## Dataset excerpts

━━━

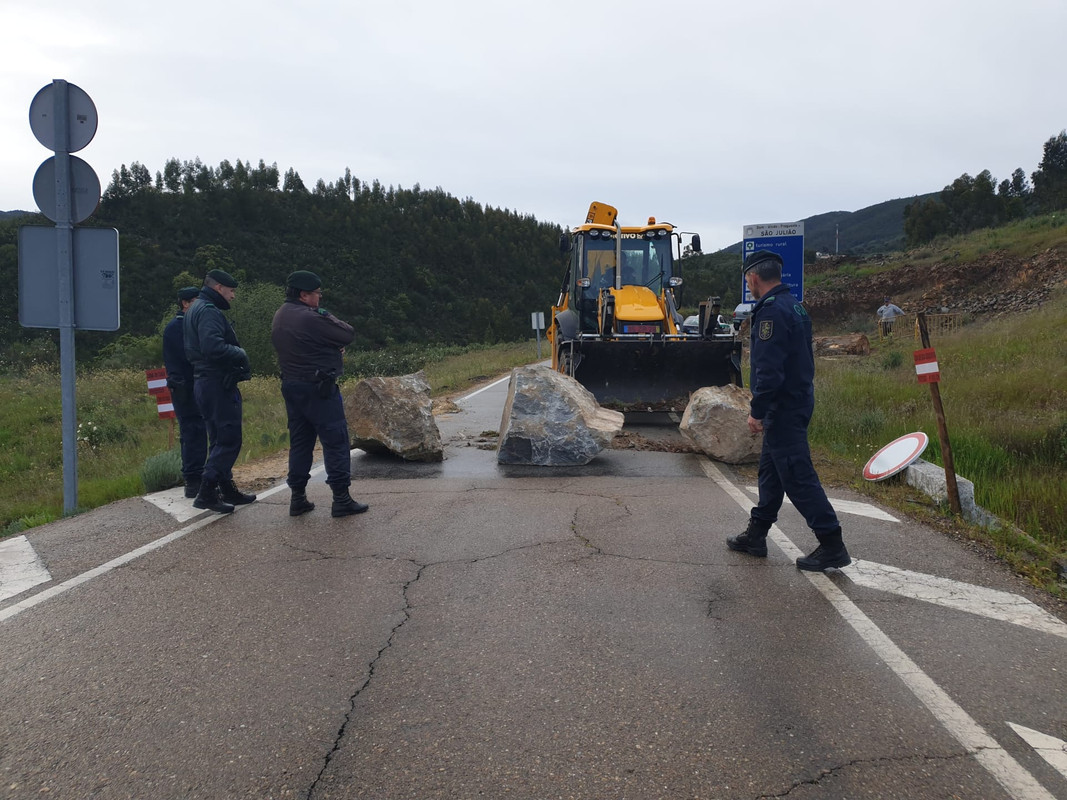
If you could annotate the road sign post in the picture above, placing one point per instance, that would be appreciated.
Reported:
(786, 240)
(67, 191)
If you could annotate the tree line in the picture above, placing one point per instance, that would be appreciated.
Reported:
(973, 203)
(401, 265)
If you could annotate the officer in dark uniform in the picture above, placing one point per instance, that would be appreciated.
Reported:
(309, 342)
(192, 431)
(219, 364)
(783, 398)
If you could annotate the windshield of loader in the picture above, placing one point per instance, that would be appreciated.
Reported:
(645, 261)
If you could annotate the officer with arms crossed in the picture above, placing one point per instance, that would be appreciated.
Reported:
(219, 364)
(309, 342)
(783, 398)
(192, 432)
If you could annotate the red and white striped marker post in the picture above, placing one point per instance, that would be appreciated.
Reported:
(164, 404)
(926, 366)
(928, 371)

━━━

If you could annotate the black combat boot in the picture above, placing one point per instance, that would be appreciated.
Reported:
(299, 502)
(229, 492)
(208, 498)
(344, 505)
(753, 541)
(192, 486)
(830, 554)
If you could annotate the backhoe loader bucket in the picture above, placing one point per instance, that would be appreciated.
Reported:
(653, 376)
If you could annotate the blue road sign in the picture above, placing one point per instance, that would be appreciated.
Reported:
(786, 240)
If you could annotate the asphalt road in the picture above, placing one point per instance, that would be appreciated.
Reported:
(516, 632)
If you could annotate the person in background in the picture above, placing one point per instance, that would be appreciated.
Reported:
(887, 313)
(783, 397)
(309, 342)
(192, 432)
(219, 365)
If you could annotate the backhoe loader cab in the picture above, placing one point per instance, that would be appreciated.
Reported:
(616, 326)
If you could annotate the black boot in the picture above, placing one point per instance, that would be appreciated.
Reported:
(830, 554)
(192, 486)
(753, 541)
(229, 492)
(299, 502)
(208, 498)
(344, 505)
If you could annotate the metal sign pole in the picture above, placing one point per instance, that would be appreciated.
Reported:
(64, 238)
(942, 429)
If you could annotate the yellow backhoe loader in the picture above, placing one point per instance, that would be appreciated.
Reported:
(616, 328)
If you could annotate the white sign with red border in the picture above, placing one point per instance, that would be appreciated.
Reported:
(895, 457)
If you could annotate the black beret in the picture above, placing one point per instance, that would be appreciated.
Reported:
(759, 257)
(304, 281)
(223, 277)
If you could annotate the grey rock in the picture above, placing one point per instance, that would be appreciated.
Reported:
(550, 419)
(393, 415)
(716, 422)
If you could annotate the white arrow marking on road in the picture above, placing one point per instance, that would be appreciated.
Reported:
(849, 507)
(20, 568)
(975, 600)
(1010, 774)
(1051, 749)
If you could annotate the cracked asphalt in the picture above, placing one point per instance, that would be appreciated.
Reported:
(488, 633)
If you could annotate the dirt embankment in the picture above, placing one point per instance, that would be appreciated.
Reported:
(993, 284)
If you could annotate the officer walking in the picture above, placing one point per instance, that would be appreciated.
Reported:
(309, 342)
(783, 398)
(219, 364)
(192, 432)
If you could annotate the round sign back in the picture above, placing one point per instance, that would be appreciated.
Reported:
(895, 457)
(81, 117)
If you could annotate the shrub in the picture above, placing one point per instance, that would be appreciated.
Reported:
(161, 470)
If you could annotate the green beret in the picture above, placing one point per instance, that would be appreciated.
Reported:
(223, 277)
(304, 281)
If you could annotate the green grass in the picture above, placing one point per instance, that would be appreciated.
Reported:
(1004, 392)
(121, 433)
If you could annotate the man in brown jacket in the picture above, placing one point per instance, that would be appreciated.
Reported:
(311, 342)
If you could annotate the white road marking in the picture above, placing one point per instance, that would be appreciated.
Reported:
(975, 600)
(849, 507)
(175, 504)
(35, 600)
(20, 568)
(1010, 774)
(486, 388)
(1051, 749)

━━━

## What to do
Within the listing above, the range opens at the line with "If you could annotate the asphalt" and closes at the line with "If you could annotate the black boot". Reproduce exactly the lines of that range, including both ends.

## Answer space
If you could annotate the asphalt road in the picture above, placing one point per instance, that would be appreciated.
Reported:
(516, 632)
If you could annotate the person in background in the picture above, placing one point per instance, that would be appreciated.
Reported:
(887, 313)
(783, 397)
(309, 342)
(192, 432)
(219, 365)
If you could annotate the backhoe loader cab in the picture above, placing one point per instance, that would be appreciated.
Reported:
(616, 326)
If you could annotate the black boot in the picture above, placing one point per instance, that would be appreciated.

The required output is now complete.